====== SUPPLIED RECORDS ======
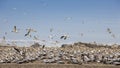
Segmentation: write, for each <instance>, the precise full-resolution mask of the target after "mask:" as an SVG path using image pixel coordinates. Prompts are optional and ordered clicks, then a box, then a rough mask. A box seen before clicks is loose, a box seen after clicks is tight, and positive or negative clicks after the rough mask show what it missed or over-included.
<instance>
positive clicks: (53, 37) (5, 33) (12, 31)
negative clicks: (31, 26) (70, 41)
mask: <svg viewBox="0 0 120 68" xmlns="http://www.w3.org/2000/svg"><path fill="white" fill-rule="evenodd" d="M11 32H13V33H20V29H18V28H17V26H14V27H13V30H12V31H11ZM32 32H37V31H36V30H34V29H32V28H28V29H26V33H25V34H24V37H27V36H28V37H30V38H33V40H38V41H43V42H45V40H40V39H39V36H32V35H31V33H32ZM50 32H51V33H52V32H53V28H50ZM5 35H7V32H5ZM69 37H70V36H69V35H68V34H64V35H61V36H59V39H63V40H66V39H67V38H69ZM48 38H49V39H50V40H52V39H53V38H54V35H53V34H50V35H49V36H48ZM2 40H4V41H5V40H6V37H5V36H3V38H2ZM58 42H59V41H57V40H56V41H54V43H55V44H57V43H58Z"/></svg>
======
====== SUPPLIED RECORDS ======
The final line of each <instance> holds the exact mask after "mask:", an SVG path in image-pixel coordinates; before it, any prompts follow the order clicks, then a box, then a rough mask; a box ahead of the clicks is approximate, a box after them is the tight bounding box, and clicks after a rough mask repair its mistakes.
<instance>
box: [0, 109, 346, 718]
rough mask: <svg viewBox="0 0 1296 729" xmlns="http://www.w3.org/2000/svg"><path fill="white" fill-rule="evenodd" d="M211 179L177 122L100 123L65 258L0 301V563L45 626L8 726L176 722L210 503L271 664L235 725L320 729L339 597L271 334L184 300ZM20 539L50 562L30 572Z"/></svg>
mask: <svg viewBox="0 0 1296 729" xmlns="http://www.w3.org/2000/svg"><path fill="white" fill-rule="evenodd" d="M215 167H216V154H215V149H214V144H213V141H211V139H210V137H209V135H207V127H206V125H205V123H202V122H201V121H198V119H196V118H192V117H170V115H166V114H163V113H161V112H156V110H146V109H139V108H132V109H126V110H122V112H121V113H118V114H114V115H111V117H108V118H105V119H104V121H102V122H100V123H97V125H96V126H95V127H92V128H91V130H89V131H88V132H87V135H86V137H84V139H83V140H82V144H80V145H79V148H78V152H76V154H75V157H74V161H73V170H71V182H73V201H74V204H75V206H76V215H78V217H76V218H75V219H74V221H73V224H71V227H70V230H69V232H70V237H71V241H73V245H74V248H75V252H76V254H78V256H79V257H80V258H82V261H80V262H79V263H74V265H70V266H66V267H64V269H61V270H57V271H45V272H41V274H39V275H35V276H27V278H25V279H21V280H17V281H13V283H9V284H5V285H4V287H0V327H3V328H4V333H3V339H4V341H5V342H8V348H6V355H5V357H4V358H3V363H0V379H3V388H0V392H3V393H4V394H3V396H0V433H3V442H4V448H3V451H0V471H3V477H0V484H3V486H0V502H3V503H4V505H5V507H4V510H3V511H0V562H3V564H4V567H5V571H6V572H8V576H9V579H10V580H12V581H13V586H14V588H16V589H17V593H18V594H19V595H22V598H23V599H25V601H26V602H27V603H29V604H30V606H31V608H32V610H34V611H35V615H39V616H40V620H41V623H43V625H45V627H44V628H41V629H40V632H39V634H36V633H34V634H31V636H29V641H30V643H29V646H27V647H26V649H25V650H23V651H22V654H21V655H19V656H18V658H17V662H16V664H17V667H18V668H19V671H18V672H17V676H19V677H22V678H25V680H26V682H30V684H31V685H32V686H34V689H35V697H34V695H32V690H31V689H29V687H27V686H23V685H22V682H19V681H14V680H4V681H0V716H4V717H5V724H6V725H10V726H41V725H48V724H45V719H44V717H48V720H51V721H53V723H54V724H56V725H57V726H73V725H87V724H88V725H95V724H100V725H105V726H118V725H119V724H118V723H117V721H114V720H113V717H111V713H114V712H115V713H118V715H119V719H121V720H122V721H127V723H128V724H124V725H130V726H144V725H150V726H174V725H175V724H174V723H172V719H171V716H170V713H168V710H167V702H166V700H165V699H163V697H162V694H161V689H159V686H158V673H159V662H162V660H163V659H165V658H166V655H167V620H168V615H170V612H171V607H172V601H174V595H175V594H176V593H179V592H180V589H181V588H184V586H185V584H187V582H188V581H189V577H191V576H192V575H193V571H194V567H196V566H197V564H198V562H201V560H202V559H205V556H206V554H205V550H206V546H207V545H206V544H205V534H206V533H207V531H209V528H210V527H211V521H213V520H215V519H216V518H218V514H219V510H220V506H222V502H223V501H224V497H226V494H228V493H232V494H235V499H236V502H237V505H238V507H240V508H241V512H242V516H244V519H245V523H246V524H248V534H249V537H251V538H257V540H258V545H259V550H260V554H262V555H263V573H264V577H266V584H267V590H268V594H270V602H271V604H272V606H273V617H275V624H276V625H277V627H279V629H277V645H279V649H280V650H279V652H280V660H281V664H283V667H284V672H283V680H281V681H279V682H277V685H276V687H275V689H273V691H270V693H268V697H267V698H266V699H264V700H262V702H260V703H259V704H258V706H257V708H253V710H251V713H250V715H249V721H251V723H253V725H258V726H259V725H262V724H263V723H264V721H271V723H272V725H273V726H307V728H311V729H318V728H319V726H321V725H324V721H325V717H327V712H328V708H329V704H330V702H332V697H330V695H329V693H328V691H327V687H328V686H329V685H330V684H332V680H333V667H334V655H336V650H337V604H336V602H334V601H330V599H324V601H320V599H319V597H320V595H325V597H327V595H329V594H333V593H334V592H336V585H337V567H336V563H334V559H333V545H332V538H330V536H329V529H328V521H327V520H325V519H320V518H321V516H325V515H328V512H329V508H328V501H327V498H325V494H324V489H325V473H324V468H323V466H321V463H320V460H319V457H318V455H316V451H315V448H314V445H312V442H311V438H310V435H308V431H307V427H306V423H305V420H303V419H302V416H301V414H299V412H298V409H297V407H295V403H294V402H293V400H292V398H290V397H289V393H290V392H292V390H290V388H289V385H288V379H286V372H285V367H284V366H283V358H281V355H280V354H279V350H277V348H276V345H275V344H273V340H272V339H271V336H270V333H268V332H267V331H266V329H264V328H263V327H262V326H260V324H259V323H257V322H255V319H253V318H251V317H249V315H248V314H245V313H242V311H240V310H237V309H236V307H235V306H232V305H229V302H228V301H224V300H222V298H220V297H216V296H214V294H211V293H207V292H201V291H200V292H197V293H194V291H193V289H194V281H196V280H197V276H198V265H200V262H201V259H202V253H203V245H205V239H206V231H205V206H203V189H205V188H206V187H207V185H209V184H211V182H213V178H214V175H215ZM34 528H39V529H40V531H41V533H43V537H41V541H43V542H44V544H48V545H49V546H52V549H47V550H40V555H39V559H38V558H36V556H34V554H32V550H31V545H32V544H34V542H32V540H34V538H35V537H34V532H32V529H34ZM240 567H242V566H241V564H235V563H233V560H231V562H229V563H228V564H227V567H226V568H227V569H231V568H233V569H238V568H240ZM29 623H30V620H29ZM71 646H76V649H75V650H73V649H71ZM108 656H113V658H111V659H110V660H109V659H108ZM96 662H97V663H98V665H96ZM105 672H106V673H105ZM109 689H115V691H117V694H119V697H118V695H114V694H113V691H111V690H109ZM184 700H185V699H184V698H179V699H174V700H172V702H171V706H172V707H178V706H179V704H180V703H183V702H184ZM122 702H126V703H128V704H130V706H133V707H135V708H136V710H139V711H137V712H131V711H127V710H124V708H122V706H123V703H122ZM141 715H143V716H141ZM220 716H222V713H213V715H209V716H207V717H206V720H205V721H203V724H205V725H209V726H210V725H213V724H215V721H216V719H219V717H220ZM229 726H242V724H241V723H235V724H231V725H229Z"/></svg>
======
Count the lines in the entries above that contain the word "negative", matching case exactly, and reply with only the number.

2